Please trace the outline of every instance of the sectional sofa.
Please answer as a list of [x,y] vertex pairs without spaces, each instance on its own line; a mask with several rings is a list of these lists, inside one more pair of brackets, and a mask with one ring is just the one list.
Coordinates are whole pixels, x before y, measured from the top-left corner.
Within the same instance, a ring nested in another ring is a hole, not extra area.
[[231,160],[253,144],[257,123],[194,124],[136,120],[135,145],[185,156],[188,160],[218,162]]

— What the task asks —
Copy the material above exactly as it appears, line for line.

— Final result —
Please trace the outline of every instance of the sectional sofa.
Please answer as a list of [x,y] vertex pairs without spaces, each instance on its own line; a mask with several rings is a list of these lists, inside one more pair of brackets, and a mask with one ring is just the one list.
Coordinates are whole pixels, x before y, measured from the top-left corner.
Within the same instance, a ring nested in another ring is a hole, not extra area.
[[231,160],[253,144],[257,123],[194,124],[136,120],[135,145],[185,156],[188,160],[218,162]]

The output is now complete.